### Selected passage
- - -

Savannah’s garrison trudged into South Carolina about forty-five miles, until the line of the Salkehatchie and Combahee rivers was reached. The movement was an ordeal for everyone. “Such a march as it was, through rain and mud,” grumbled a Georgia soldier. “Expressed my feelings in no complimentary terms. I certainly felt like cursing somebody and did not care who.” Following Beauregard’s plan, a new line of defenses was built behind the two rivers.
Many of the Georgia troops who had served in Savannah’s trenches were sent off to Augusta, while South Carolina militia units tramped along to Charleston. Those that were left, which included Wheeler’s cavalry, took defensive positions while everybody waited for Sherman’s next move. When confirmation of these events reached Richmond, a government official, thinking too about verified news of Hood’s Nashville defeat, remarked that together they made “up a tale of disaster which has filled the land with gloom.”
For Sherman the Savannah sojourn was a time to savor his accomplishments, revel in the majesty of a conqueror, and plot his next move. The newspapers for which he had little use during the campaign now sang his praises to a grateful nation.
Chicago Tribune, December 26, 1864
Well and nobly done, gallant Sherman.

- - -

### Entries provided
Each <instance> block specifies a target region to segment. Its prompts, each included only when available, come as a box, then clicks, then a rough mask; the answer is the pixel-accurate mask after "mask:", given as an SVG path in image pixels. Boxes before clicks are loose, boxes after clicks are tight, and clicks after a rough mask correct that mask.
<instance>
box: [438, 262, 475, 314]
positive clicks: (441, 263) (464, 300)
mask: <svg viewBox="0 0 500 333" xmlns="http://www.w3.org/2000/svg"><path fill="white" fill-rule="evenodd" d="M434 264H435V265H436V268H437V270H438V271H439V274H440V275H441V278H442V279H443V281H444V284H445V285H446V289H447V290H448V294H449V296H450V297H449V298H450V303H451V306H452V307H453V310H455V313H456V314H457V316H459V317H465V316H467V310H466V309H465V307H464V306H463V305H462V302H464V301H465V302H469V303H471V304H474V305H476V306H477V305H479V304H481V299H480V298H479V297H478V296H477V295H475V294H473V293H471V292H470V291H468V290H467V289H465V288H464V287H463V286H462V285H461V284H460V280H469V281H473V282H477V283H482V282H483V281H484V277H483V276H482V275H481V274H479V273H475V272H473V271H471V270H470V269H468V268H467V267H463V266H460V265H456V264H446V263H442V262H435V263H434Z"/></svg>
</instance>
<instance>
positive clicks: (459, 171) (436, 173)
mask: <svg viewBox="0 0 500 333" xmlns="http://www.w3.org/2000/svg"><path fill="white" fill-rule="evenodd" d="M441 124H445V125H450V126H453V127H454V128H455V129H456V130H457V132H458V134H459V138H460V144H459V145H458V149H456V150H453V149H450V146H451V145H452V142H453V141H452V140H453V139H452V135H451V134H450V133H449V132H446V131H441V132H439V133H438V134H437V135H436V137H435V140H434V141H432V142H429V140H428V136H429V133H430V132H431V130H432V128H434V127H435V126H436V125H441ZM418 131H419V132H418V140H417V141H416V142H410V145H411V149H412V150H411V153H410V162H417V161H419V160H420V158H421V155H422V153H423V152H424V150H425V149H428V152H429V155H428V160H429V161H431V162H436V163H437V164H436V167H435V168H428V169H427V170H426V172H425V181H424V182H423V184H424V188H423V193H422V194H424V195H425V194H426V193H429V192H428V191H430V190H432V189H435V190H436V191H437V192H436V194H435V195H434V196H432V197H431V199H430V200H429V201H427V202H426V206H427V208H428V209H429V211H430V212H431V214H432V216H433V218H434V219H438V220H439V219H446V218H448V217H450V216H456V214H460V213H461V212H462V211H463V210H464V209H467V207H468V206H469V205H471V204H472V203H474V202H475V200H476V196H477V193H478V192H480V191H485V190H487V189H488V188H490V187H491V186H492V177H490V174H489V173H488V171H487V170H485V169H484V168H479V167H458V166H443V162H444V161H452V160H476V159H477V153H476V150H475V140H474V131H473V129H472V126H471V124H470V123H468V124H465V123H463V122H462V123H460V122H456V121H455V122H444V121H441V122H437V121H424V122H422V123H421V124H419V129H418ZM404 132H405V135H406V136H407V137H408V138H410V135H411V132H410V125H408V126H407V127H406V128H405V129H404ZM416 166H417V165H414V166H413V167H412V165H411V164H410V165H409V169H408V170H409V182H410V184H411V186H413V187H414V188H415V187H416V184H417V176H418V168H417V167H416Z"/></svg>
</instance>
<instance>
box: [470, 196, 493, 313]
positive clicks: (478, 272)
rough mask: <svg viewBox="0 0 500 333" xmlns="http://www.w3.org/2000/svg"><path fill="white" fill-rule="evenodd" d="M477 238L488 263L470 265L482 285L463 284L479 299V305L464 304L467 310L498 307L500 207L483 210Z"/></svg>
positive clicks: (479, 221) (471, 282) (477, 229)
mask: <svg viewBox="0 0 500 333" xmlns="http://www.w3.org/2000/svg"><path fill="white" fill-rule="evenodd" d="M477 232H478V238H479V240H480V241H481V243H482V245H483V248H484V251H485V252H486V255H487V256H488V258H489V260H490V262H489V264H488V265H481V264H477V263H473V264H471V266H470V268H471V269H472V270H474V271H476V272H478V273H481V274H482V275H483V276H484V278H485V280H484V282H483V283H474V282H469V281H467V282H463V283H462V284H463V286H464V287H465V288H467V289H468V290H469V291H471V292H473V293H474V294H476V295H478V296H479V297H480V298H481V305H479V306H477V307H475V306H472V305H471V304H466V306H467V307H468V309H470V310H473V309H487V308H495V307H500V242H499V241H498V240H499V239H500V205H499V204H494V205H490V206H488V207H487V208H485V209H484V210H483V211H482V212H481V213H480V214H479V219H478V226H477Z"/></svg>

- - -

### Your tasks
1) According to the Savannah passage, where were many of the Georgia troops who had served in Savannah's trenches sent?
2) Continue the Savannah passage from the point where it stops.
The data above come from a separate source and have no connection to the Savannah passage.

### Numbered answers
1) They were sent to Augusta.

2)
Boston Post, December 27, 1864
It is an important event, crowning a successful march; and the more welcome it is a bloodless victory. It fills up the measure of the fame of the gallant Sherman, his corps of noble officers and…[his] invincible [army]…; and undoubtedly it is the herald of other and of still more important successes.
Quincy Daily Whig & Republican, December 27, 1864
The news of another magnificent victory will thrill through the nation, awakening again the echoes of enthusiastic applause from every hill-top and every valley. Sherman, at the head of his heroic legions, has marched into the city, with scarce a breathing spell after his great march.
Philadelphia Inquirer, December 26, 1864
Sherman has triumphed again, and this time with no loss to himself…. This is a great and glorious achievement for Sherman and his heroic army. No such campaigning has been undertaken during the war as that through which Sherman has led his army, and no campaign has had a more successful termination.*
The spouses and relatives of many of the officers who had recently fought him now presented themselves seeking favors. This greatly amused Sherman, especially in light of some of the proclamations signed by these officers branding his soldiers as vandals. “Therefore it struck me as strange that Generals [William J.] Hardee and [Gustavus W.] Smith should commit their families to our custody, and even bespeak our personal care and attention,” he chuckled. Sherman did what he could, though in no case did he intervene when the issue involved seized property. He did inquire about some of the people he knew when he was posted here as a young army officer, “but when I ask for old & familiar names, it marks the Sad havoc of war,” he told his wife.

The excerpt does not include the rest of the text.